■ What is asked ■
Show every line of the records that contains the string "target", matching case exactly.

■ Raw data ■

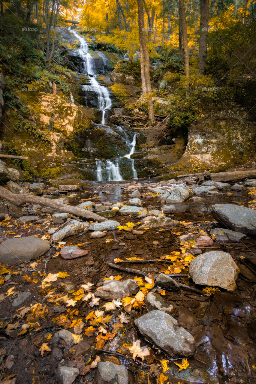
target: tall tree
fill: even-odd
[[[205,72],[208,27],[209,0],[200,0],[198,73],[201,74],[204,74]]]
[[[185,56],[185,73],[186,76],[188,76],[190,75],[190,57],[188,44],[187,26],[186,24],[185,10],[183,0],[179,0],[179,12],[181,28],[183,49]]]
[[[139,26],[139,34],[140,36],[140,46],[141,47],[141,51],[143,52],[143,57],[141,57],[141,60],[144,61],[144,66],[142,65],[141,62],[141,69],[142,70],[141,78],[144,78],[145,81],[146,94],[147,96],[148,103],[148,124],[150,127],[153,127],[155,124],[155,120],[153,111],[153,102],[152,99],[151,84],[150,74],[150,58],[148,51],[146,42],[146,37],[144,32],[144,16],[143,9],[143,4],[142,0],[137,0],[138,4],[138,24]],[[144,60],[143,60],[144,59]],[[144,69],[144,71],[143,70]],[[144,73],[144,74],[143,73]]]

==

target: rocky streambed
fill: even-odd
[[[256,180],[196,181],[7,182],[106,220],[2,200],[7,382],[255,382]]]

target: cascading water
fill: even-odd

■ Written solution ■
target: tall tree
target: rocky streambed
target: cascading water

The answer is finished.